══ EXCERPT TO READ ══

Ophelia Venturelli, PhD

Position title: Biochemistry

Email: venturelli@wisc.edu

Phone: (608) 263-7017

Evolutionary design principles of biomolecular networks and ecologies and engineering of feedback control systems

Microbes exhibit diverse functionalities ranging from energy generation via chemical transformations to collective population-scale behaviors. Due to their versatility, sensitivity, selectivity and scale, engineered microbes hold significant promise to address global challenges in medicine, agriculture and energy. However, programming microbial systems is challenging because their responses are controlled by dense networks of non-linearly interacting components that are connected by numerous feedback loops. Unraveling the emergent properties of these complex systems requires quantitative understanding of the mapping between network activity and population dynamics in response to environmental inputs.

═══
══ DATA SHOWN ══

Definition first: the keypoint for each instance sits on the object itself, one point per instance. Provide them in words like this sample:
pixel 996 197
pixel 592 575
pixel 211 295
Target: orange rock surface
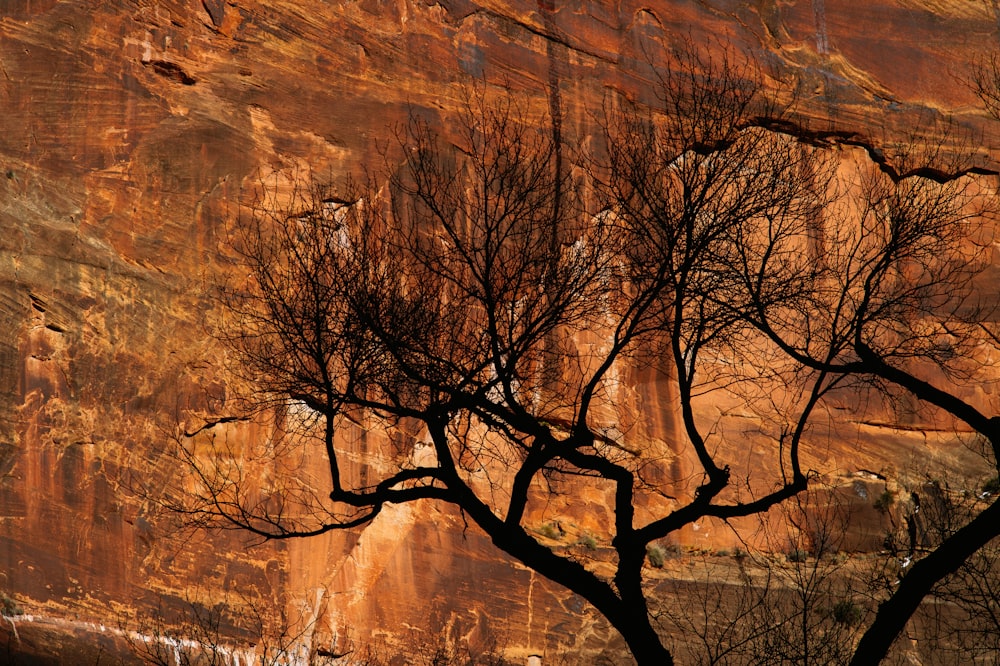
pixel 131 133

═══

### TASKS TO COMPLETE
1 - Extract the passage of the Venturelli profile from "Phone: (608) 263-7017" to "to environmental inputs.", copying it word for word.
2 - Continue the Venturelli profile from its final sentence.
The records were taken from a separate source unrelated to the profile of Ophelia Venturelli.

### REPLIES
1 -
Phone: (608) 263-7017

Evolutionary design principles of biomolecular networks and ecologies and engineering of feedback control systems

Microbes exhibit diverse functionalities ranging from energy generation via chemical transformations to collective population-scale behaviors. Due to their versatility, sensitivity, selectivity and scale, engineered microbes hold significant promise to address global challenges in medicine, agriculture and energy. However, programming microbial systems is challenging because their responses are controlled by dense networks of non-linearly interacting components that are connected by numerous feedback loops. Unraveling the emergent properties of these complex systems requires quantitative understanding of the mapping between network activity and population dynamics in response to environmental inputs.

2 -
The Venturelli lab aims to extract evolutionary design principles of networks and synthetic ecologies using a combination of experiment, computation and theory. We seek to elucidate the network design principles that underlie dynamic responses of microbial populations and ecosystems in response to complex environmental inputs, and develop methods to construct predictable feedback control systems for targeted manipulation of microbial function, dynamics and fitness. Our work combines concepts from control theory, information theory, game theory, nonlinear dynamical systems, and multi-objective optimization with multiplexed measurements and perturbations of single cells and populations.